The other factor is time, and I like having a short intensified period of time to create on site. It forces to me to respond in an immediate way, it allows me to enter another psychological state- perhaps this is related to my experience with performance, or why I work in such a performative way. I spend much time beforehand thinking and preparing, but then the works are made in this heightened state. I've learned over the years that this method suits me best- whether I am working in performance, installation, or even drawing and video. I need to feel very free, almost lost, as if anything can happen in that space, and that allows the "magic" to come in and take me by surprise. It forces quick and decisive decisions. So for example, most of my recent installations are done in 3-4 days, working 8-12 hours a day (I do sleep.) I set up all my materials and start off by jumping right in, making marks, just covering ground, mapping out the space. I move around a lot, going up and down the ladder, walking back and forth through the space - I remember everyone was surprised at ROCO, because I know the work seems so methodical and meditative, but it's really quite chaotic - more like a methodical madness. Just as the piece is starting to take shape, usually somewhere around the middle to the end of the second day, I try to do something drastic to it, to surprise myself and force a response. It gets very hard to "see" the piece any more because I'm so inside of it. For example, in the ROCO piece, I reached a point where it felt too elegant and refined, so I went into several sections and "gnarled" it up, laid in some dark, heavy, messy places of energy. That gave me something to resolve the last day, and created the right balance of "desire and repulsion" or "absence and excess."

:: Requirement 1 ::
Revise the rows that start with the line containing "the frog's front" and run through the end of the rows. Replace "front leg" with "foreleg" and leave everything else unchanged.

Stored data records
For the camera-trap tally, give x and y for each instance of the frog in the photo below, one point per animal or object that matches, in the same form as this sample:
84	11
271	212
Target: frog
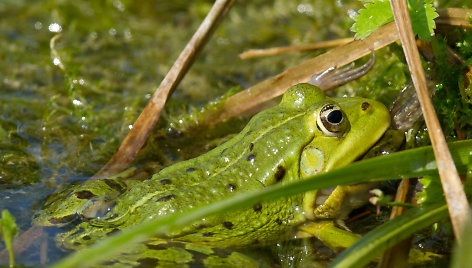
307	133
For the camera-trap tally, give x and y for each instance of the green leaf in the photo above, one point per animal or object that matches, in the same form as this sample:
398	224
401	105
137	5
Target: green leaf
378	12
372	16
422	14
432	190
410	163
8	230
461	257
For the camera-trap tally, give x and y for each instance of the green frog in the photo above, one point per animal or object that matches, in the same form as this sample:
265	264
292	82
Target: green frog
306	134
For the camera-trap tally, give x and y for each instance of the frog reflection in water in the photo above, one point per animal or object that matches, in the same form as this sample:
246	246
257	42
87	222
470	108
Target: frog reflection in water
306	134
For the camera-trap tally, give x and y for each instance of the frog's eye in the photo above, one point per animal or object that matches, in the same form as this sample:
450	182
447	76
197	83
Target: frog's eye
332	121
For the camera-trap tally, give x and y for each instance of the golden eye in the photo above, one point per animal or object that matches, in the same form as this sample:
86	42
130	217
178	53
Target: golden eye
332	121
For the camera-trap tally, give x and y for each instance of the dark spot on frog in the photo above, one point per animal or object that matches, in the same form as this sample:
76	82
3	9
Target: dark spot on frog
114	231
147	262
165	181
228	225
224	150
108	263
80	230
84	194
112	216
65	219
210	234
231	187
114	185
166	198
197	258
279	174
257	207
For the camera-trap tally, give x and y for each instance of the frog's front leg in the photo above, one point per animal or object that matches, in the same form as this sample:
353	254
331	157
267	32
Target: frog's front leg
332	236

:: Requirement 2 ::
In the account of working on site, how long does the artist say most recent installations take to make?

:: Reply 1 ::
For the camera-trap tally, give x and y for each instance of the frog's foreleg in the photo above, one point per animal or object that matches, in the same form as this sample:
353	254
331	157
267	32
Target: frog's foreleg
332	236

:: Reply 2 ::
3-4 days, working 8-12 hours a day.